== Instructions for the task ==
Could you find every line in the records below that contains the word "lens" and copy it?

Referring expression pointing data
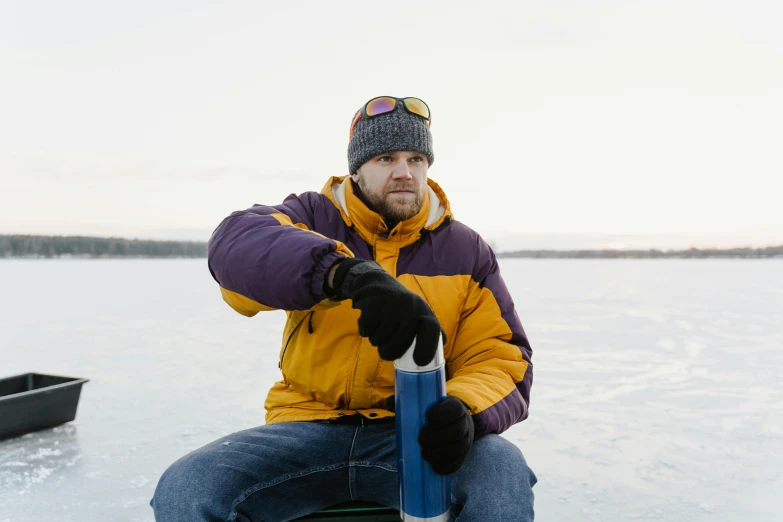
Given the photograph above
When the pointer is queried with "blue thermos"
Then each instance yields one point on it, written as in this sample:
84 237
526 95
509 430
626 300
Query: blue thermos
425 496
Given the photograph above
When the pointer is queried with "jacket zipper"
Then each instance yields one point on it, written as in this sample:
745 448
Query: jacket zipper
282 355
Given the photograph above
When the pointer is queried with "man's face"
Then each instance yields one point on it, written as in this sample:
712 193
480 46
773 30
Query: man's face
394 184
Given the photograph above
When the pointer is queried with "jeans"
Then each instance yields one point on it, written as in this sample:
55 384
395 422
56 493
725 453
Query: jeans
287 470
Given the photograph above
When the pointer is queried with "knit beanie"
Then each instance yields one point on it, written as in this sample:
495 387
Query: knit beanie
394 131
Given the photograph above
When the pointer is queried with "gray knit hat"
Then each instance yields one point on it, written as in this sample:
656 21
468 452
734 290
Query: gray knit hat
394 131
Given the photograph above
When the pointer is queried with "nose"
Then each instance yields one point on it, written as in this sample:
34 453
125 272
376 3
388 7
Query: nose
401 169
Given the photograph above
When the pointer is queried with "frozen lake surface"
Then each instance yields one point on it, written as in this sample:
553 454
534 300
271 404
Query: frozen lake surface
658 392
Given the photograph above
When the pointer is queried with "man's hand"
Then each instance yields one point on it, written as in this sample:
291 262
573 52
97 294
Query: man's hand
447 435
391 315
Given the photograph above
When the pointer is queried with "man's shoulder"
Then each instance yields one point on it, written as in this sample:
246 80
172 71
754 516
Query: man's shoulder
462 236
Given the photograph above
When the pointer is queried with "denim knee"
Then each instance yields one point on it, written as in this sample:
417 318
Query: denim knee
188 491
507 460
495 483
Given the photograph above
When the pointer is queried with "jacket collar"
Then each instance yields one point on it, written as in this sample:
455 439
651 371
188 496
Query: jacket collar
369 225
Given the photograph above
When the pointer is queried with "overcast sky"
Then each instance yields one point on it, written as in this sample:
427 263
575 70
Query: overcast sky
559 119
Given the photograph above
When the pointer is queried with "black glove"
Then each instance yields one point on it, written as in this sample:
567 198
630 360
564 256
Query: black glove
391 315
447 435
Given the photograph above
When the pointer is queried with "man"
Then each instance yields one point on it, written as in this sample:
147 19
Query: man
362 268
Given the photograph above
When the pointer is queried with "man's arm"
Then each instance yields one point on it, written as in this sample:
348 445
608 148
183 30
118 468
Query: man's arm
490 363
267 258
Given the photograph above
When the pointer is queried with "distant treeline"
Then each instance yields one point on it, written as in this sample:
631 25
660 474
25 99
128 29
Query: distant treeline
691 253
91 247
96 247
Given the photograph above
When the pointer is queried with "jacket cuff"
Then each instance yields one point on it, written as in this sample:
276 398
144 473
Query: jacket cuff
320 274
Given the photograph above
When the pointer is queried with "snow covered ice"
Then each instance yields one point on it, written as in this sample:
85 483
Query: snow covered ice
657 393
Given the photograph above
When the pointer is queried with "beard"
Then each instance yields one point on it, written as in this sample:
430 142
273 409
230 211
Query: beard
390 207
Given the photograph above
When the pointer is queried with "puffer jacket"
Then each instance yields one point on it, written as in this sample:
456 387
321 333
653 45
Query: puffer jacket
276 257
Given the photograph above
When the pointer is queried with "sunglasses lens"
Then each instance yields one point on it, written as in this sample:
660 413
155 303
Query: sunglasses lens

* * *

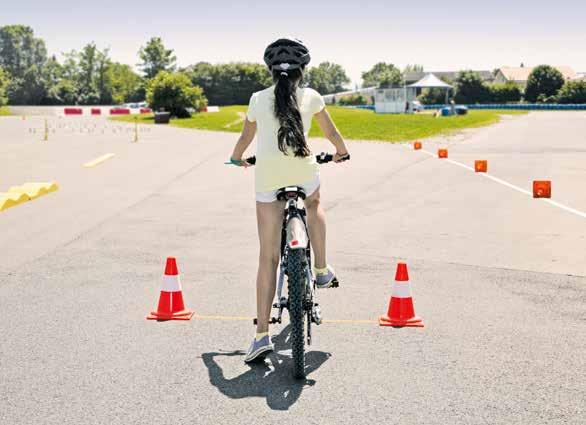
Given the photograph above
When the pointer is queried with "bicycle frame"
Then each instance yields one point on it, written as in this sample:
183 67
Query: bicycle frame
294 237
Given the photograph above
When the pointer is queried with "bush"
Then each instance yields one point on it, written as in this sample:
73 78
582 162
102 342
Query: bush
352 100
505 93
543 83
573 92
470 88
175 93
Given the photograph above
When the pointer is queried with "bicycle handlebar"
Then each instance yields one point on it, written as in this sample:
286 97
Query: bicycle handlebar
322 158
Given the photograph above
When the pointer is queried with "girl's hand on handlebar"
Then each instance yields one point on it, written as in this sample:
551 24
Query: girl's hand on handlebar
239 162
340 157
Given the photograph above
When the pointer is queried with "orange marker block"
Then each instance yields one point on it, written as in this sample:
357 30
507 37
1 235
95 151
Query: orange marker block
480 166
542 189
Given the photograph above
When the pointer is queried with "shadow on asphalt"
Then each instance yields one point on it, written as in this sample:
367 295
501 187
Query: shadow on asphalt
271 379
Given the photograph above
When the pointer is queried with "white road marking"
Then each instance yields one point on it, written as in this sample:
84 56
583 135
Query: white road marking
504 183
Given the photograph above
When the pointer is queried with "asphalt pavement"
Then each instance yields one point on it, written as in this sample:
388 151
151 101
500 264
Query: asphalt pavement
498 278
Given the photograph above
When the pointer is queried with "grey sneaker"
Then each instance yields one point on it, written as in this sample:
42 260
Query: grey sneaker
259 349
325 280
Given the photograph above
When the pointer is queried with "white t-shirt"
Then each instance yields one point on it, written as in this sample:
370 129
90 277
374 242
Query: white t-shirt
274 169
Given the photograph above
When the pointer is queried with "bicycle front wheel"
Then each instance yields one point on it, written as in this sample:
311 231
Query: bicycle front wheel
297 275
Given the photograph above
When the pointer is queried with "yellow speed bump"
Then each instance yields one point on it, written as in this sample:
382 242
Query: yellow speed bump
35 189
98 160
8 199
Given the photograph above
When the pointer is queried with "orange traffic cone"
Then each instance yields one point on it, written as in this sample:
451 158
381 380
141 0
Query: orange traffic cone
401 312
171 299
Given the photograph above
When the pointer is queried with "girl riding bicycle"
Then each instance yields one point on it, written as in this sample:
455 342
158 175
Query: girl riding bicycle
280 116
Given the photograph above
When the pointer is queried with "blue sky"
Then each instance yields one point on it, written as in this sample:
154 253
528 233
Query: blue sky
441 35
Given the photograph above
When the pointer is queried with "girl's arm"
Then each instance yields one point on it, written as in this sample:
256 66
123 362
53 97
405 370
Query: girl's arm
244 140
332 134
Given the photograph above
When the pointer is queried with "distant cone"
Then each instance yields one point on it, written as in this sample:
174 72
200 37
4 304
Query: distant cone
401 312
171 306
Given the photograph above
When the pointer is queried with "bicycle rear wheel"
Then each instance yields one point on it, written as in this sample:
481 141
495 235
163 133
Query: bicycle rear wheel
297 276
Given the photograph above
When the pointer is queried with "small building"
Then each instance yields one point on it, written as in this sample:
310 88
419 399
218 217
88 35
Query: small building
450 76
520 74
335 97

== Result for this exercise ==
When the pointer is queried with "sunglasses lens"
Query: sunglasses lens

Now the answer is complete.